▶ _Written instruction 1_
In the Ivan Radoev passage, reproduce the text from "Bulgarian poet and" to "playwright from Bulgaria.", substituting "dramatist" for "playwright".
▶ _Written instruction 2_
According to the Ivan Radoev passage, in what year did Radoev receive the Special Award for lifetime achievement?
▶ _Written instruction 3_
Continue the passage on the Bulgarian poet Ivan Radoev, picking up after its final sentence.

▶ _Given passage_
------------------------------

= Ivan Radoev (poet) =

Bulgarian poet and playwright

Ivan Dashev Radoev (also spelled Iwan Radoew) (Иван Дашев Радоев; March 30, 1927, in Pordim, Bulgaria – July 10, 1994) was a lyrical poet and playwright from Bulgaria.

==Biography==
Radoev's plays have been translated into more than 12 languages and performed in multiple countries, from Cuba to Mongolia. In 1992 he received the Special Award for lifetime achievement from the International Academy of Arts in France. Radoev wrote about crippled emotions, failing relationships and the need for love. But ever present in the background was the clash between the need for personal freedom and the growing social pressure of the totalitarian state where ideology could not tolerate individualism."

------------------------------

▶ _Dataset entries_
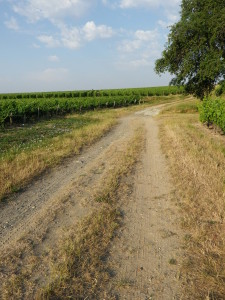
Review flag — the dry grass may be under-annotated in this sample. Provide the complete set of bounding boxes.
[0,110,120,199]
[161,103,225,299]
[38,129,143,299]
[1,129,144,300]
[0,96,184,200]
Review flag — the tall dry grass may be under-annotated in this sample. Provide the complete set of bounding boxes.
[160,103,225,300]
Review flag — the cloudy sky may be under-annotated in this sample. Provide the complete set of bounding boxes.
[0,0,181,93]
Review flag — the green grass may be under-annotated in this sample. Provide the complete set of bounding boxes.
[0,115,98,159]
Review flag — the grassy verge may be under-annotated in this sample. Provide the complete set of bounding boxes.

------------------------------

▶ _Answer 1_
Bulgarian poet and dramatist

Ivan Dashev Radoev (also spelled Iwan Radoew) (Иван Дашев Радоев; March 30, 1927, in Pordim, Bulgaria – July 10, 1994) was a lyrical poet and dramatist from Bulgaria.

▶ _Answer 2_
1992

▶ _Answer 3_
Upon Radoev's death in 1994, the Pleven municipal theater in Plevin Bulgaria was renamed Ivan Radoev Dramatic Theatre

==Works==

Among his most important books of poetry are: "Spring dawn. Poems "(1953)," Poems "(1958)," a ballad poem "(1960)," A white sheet "(1975)," Poems and Poems "(1978)," Bad dreams. Poems "(1987)," White sinking. Weighing machine. Phoenix "(1992) and "My Children Are Words"(1994). He was one of the founders of lyric drama in Bulgaria with plays including "The world is small," "Great Comeback", "Red and Brown", "Sadat and Orpheus", "Cannibal", "Bull", "Miracle", and "Sun".

===Translations into English===
- "Ivan Radoev Three Poems" translated by Kapka Kassabova
- "My Children Are Words" translated by Don D. Wilson

===Filmography===
- Chudo (1996) (TV) (play) "A Miracle" - Europe (English title)
- "Petimata ot RMS" (1977) TV series a.k.a. "RMS Five" - Europe (English title)
- Nakovalnya ili chuk (1972) (drama "Cherveno i kafyavo") a.k.a. "Hammer or Anvil" - Europe (English title)
- Avtostop (1972) a.k.a. "Hitchhiking" - Europe (English title)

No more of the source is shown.